AVAILABLE RECORDS:
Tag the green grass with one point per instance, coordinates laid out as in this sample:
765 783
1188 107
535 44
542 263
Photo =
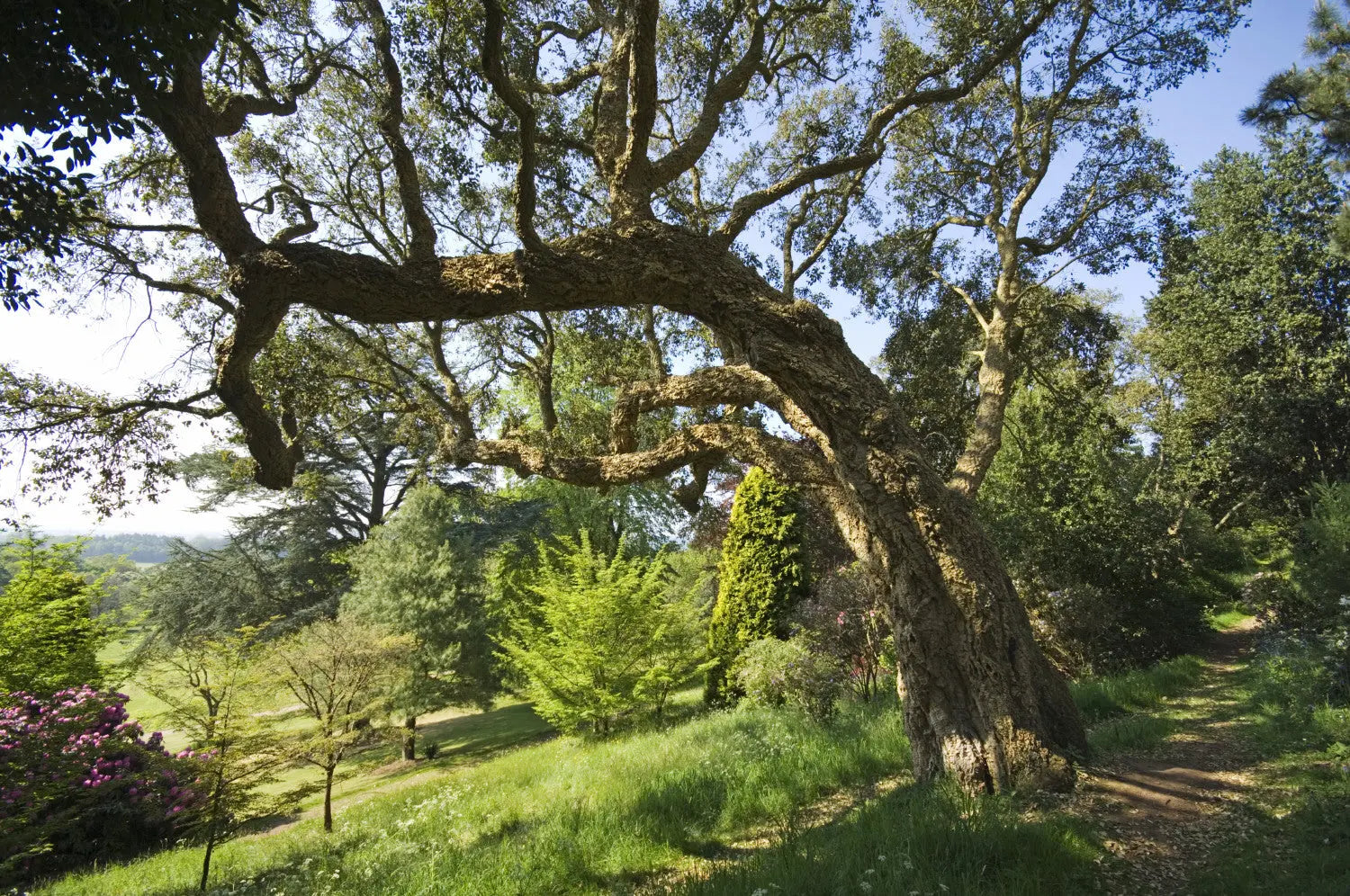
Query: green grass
1226 617
926 839
766 802
1136 691
567 815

YOUR ASSIGNMENT: Print the material precisely as given, dropping any images it holds.

ANSWER BOX:
Tag the green grass with one point per instance, coordinates laid out as in this sample:
765 783
1188 107
535 44
542 263
Photo =
Query: green grass
1226 617
926 839
766 802
1136 691
567 815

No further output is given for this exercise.